**Extracted material:**

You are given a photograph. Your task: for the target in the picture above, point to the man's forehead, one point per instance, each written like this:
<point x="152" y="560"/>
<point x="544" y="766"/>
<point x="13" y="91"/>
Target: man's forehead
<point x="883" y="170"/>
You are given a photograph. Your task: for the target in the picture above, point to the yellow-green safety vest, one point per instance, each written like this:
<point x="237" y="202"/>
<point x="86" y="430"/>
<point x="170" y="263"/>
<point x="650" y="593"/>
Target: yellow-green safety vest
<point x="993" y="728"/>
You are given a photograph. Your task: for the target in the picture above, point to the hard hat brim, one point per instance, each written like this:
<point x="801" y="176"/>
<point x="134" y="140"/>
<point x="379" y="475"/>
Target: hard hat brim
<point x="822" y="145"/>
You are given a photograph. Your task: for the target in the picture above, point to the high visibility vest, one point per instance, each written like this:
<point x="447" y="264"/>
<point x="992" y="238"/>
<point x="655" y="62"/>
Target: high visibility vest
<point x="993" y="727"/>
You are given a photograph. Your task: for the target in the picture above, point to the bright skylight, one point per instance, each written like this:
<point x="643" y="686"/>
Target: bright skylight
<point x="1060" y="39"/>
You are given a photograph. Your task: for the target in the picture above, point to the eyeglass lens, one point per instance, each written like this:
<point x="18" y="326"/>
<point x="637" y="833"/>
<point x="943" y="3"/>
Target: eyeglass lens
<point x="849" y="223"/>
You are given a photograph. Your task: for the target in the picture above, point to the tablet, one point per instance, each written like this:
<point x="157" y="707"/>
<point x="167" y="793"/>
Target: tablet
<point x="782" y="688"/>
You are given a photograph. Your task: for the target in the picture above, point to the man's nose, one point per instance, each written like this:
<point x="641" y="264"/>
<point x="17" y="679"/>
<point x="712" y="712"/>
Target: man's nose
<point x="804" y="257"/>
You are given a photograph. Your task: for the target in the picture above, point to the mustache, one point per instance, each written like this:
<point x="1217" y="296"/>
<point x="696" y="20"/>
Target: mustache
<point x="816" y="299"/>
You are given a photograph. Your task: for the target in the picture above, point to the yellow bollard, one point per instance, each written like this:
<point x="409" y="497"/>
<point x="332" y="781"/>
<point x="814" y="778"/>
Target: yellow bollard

**Written request:**
Retype every entry word for word.

**Answer:**
You are given a photograph. Your task: for the target in the picture above, point to the man's forehead, one point per instance, each written like this:
<point x="152" y="560"/>
<point x="544" y="766"/>
<point x="13" y="91"/>
Target: man's forehead
<point x="883" y="170"/>
You are given a photograph. Your task: for the target in the picture above, point to the yellow-green safety vest, one point per instance, each written like this:
<point x="237" y="202"/>
<point x="86" y="430"/>
<point x="170" y="263"/>
<point x="650" y="593"/>
Target: yellow-green safety vest
<point x="993" y="728"/>
You are given a photograph. Your task: for the target in the picture above, point to the hard hat brim, one point per instance, each written like this:
<point x="801" y="176"/>
<point x="134" y="140"/>
<point x="379" y="475"/>
Target: hard hat brim
<point x="822" y="145"/>
You are given a photograph. Your task: for the target in the picture above, point to the high visibility vest, one point per instance, each written like this:
<point x="447" y="264"/>
<point x="992" y="238"/>
<point x="655" y="62"/>
Target: high visibility vest
<point x="993" y="727"/>
You are given a photograph. Your task: for the target in the picture above, point to the bright skylight, one point per instance, each written like this:
<point x="643" y="686"/>
Target: bright skylight
<point x="1060" y="39"/>
You are given a photograph. Your task: for the target in the picture above, point to the eyeglass lens, one point per instance, each written like this:
<point x="18" y="326"/>
<point x="637" y="833"/>
<point x="943" y="3"/>
Target: eyeglass lens
<point x="849" y="223"/>
You are given a photograph. Your task: for the target in the picture above, point to the tablet, one point per instance, each written like this:
<point x="157" y="707"/>
<point x="167" y="793"/>
Target: tablet
<point x="782" y="688"/>
You are given a photograph. Your task: for the target in the picture above, point to the man's nose, one point per instance, each written like this:
<point x="641" y="264"/>
<point x="17" y="679"/>
<point x="712" y="712"/>
Target: man's nose
<point x="804" y="257"/>
You are given a photograph. Your task: for the target in the picture above, point to the mustache, one point per instance, each written like this:
<point x="1217" y="296"/>
<point x="696" y="20"/>
Target: mustache
<point x="816" y="299"/>
You are given a photograph. Your task: for the target in the picture above, point to the yellow bollard, one point per instance, each written like this:
<point x="409" y="497"/>
<point x="332" y="781"/>
<point x="814" y="778"/>
Target: yellow bollard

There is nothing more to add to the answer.